╭─ Text extract

-1

I have to generate in PHP invoices with incremental numbers starting from 1. My idea is to create a table with an autoincrement field starting from 1. When a user makes a payment, I look at the table for the last entry saved, I get its field value (the autoincrement one) and I make +1 to generate the invoice number and I save a new entry with the new invoice number to keep track of it. Is my idea correct or not? What about if 2 users looked at the table at the same time (2 queries)? In this case they will both get from it the same last saved value and will end up with the same invoice numbers generated. Is this something that can happen? Tahnks.

oussama kamal
  • 1,027
  • 2
  • 20
  • 44
  • 1
    No, that isn't the correct approach... the whole point of autoincrement is that it does that work for you, and does it safely.... insert a new empty invoice to get the number, then update it with the details – Mark Baker Jun 20 '17 at 22:14

2 Answers2

0

There is no need for inserting the new value because the autoincrement do that for you, if you need to track the correct invoice number onscreen, I suggest a temp table that keeps the invoice number assigned to that user, so when 2 or more users are working they will have diferent invoice numbers on screen, you can make a query that check the max id on both tables so it will never be duplicated on screen.

╰─
╭─ Record list

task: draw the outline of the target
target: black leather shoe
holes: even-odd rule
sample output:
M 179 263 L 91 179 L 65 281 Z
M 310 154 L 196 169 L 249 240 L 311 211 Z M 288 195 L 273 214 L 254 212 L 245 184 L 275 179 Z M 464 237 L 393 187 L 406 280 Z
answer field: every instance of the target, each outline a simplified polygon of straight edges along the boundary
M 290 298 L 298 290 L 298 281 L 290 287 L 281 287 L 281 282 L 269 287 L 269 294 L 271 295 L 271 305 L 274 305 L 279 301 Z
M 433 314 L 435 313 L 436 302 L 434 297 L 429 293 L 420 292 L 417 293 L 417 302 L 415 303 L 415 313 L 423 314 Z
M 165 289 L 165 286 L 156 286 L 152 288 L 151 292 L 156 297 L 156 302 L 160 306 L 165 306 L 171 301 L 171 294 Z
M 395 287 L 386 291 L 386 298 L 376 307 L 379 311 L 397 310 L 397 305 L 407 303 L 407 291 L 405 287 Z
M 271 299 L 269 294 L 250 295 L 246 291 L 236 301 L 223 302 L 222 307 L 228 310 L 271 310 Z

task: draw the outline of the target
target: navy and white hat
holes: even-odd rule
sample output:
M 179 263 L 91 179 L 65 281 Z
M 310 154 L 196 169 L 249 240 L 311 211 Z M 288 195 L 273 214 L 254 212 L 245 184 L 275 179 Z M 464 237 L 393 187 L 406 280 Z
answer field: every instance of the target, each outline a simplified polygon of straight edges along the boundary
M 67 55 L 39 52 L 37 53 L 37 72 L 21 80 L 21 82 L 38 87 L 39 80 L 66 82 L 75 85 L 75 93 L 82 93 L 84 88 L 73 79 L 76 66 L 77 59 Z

╰─

Instructions for the task: Quote every sentence ending in a question mark in the invoice-numbering post above.

Output below:
- "Is my idea correct or not?"
- "What about if 2 users looked at the table at the same time (2 queries)?"
- "Is this something that can happen?"